Pick out each line in the material below that contains the word "floor", and copy those lines. Case counts.

===

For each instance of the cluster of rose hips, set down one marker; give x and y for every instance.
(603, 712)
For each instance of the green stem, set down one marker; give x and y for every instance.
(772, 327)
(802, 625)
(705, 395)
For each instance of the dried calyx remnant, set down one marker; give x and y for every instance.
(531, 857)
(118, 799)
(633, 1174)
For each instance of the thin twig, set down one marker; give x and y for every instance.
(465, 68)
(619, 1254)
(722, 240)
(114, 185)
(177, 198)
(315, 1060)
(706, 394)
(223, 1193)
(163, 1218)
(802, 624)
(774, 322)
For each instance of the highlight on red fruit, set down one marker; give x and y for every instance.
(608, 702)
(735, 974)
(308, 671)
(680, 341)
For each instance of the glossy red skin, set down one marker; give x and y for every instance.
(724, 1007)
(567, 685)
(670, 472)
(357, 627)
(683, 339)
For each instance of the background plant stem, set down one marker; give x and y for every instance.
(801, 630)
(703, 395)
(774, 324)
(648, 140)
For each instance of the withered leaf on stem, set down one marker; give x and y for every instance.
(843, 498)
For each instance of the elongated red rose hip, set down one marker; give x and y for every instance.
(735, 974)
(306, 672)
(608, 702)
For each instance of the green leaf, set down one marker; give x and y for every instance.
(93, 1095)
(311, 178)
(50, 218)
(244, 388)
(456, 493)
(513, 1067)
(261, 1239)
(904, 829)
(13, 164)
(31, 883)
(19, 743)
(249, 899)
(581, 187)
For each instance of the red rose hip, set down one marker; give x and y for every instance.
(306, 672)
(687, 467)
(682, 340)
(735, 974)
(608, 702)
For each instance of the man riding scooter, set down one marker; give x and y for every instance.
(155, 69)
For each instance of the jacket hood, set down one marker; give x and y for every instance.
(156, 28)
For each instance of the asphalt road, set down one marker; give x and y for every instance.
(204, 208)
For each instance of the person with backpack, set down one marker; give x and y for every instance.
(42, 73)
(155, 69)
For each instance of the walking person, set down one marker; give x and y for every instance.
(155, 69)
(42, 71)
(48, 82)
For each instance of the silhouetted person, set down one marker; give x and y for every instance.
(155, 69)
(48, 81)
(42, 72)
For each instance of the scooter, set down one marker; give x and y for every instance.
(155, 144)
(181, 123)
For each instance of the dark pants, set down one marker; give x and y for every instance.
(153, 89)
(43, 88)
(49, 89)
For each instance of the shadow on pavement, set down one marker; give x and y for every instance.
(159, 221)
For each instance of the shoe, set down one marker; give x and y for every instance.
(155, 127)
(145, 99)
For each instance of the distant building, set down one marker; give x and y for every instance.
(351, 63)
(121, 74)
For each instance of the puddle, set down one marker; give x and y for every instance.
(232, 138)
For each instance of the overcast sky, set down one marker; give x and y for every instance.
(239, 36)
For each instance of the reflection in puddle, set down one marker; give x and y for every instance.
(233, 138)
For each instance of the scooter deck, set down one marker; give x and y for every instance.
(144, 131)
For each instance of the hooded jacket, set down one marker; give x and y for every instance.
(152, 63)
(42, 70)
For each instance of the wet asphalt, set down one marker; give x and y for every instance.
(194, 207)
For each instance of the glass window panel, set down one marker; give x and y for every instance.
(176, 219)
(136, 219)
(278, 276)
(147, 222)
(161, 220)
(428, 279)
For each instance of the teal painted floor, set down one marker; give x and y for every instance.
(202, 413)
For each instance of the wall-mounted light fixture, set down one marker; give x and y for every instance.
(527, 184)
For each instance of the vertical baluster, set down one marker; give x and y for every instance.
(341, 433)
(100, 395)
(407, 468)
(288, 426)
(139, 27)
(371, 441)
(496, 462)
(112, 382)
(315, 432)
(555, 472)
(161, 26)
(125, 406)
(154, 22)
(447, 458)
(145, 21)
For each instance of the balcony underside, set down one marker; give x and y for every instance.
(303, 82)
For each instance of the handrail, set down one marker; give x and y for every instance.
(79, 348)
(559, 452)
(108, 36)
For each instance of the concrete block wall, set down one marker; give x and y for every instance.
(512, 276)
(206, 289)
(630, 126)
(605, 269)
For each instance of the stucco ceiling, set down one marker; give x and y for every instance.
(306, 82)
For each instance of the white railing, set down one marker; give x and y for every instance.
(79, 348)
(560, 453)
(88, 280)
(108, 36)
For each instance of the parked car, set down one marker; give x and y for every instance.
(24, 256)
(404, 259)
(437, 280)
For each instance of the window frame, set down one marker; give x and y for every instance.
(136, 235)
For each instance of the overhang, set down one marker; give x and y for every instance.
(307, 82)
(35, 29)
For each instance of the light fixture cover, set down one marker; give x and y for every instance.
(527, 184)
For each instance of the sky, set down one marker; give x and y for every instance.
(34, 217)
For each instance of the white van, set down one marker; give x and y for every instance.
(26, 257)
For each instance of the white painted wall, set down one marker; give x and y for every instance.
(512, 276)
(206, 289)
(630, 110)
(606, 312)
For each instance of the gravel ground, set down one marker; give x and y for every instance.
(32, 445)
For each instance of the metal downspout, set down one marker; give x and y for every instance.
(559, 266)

===

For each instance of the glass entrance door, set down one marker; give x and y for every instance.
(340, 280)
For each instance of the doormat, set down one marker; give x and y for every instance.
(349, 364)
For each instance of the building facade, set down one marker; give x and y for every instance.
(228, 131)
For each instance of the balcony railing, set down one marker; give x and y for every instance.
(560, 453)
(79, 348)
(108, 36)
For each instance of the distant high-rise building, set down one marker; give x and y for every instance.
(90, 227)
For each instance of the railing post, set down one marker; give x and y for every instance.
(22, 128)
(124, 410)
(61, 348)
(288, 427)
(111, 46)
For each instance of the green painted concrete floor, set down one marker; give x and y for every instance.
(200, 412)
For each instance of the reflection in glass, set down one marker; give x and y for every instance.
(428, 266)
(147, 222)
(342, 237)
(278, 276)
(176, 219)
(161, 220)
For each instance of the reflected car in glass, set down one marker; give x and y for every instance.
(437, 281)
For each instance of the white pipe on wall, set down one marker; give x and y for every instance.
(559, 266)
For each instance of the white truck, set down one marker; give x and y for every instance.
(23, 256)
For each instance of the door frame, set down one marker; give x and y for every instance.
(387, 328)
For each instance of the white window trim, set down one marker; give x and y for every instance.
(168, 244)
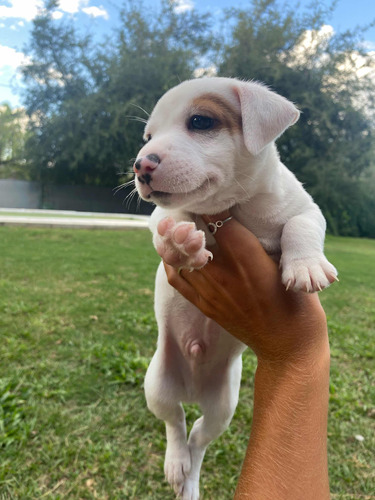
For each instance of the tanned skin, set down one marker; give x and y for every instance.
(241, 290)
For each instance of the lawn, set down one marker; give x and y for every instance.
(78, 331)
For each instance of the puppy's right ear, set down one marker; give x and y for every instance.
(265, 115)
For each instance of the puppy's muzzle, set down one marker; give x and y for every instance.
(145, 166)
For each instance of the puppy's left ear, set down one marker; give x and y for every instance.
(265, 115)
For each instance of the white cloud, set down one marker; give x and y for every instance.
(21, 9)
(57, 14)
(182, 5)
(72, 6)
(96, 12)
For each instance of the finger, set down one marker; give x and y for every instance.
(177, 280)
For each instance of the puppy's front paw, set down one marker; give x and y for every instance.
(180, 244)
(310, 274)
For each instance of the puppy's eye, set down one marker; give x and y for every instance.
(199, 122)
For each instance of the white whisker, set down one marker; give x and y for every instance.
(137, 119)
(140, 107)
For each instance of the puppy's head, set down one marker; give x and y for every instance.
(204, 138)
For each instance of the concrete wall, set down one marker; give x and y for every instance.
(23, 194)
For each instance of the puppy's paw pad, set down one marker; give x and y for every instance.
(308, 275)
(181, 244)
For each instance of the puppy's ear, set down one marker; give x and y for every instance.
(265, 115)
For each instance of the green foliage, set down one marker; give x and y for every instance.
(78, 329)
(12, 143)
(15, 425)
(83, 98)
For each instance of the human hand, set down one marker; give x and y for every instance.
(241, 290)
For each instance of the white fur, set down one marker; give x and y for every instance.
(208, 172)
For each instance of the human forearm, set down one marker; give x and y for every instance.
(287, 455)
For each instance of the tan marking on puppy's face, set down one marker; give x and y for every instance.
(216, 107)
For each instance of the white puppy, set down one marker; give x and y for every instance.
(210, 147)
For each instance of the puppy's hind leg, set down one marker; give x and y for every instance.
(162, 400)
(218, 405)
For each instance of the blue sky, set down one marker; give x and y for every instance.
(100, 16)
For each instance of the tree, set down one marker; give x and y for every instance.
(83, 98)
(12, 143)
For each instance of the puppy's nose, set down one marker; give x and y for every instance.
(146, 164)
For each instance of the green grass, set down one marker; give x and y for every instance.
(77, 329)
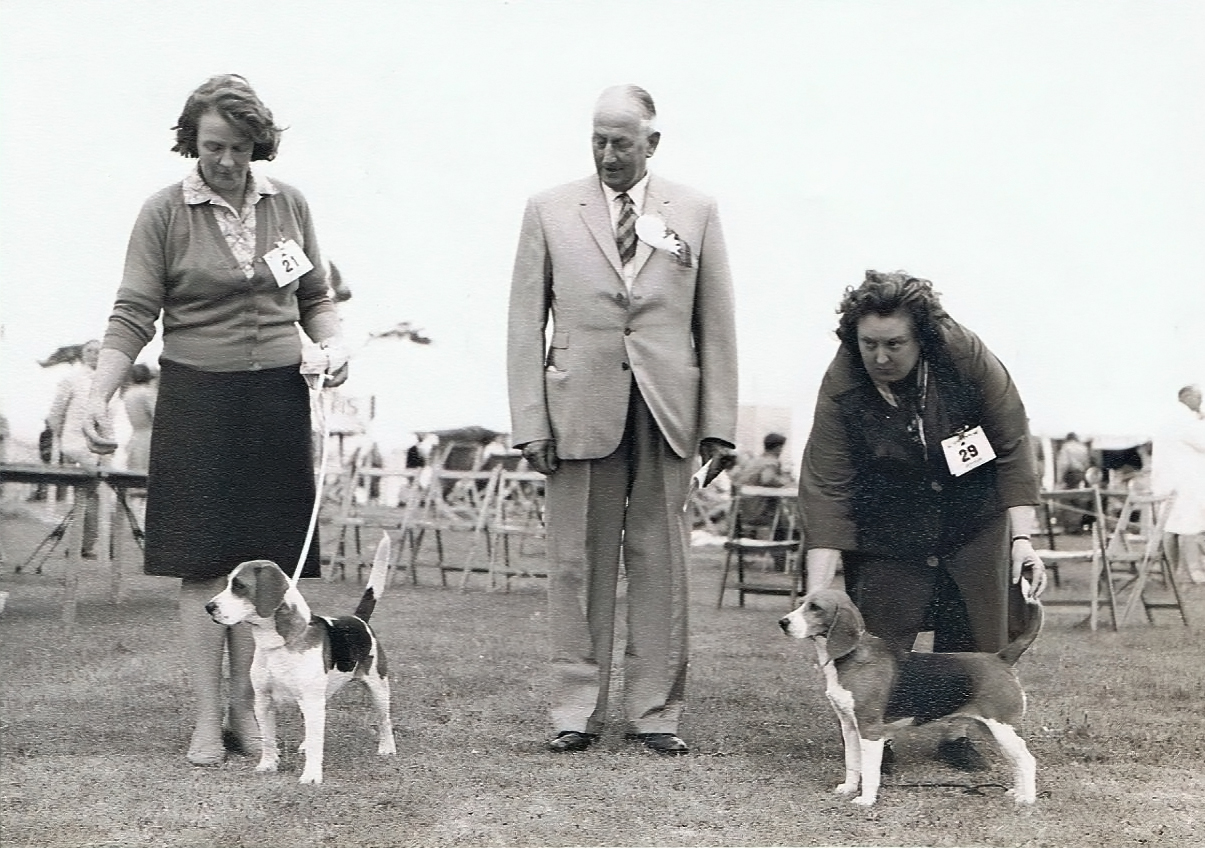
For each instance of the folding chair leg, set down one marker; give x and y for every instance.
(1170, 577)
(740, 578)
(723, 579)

===

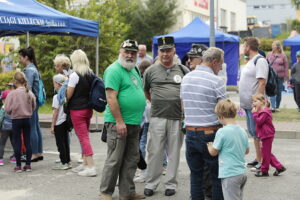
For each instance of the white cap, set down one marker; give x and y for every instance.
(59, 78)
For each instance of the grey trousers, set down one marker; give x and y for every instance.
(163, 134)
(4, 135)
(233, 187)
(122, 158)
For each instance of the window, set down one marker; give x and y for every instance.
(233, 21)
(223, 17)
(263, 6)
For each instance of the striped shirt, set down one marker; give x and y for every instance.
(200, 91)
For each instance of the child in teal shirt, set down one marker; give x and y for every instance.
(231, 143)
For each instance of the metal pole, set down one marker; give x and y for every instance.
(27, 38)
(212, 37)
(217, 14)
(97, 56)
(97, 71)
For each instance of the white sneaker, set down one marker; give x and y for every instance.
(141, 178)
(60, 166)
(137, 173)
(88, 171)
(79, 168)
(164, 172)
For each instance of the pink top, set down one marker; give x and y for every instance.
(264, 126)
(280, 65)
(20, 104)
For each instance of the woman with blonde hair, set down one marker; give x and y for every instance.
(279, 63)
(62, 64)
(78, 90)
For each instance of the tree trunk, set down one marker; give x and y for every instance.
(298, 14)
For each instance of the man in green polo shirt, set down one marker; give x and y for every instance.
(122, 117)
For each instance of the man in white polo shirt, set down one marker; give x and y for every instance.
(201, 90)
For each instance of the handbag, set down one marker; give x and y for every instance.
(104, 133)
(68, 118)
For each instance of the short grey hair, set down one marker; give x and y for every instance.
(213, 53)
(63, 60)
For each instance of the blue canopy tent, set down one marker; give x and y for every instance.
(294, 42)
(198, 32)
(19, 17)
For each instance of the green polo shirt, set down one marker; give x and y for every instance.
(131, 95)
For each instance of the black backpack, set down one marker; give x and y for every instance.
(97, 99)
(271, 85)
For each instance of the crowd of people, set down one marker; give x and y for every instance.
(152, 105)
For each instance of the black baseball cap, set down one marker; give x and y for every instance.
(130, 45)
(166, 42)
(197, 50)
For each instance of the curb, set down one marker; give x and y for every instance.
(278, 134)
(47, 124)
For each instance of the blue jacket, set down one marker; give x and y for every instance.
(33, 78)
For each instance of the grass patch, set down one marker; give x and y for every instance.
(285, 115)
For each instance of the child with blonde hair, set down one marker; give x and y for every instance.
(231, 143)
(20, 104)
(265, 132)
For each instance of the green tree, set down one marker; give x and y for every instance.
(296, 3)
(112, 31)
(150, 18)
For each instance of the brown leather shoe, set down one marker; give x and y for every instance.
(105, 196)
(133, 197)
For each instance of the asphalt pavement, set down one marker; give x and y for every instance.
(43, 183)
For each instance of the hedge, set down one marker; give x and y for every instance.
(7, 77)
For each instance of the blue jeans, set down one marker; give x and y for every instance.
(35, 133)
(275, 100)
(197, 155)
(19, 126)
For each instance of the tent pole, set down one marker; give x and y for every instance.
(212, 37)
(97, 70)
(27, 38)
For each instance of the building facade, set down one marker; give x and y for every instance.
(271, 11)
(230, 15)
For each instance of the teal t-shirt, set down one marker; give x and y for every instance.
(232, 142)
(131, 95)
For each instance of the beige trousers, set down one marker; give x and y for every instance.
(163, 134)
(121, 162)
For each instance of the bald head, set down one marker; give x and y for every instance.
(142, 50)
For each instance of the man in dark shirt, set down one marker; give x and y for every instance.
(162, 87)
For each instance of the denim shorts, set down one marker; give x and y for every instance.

===

§ **Output below**:
For each instance of the teal painted floor, set down one marker; give x and y for every instance.
For each instance of the green painted concrete floor, set down one marker; give x and y for every instance.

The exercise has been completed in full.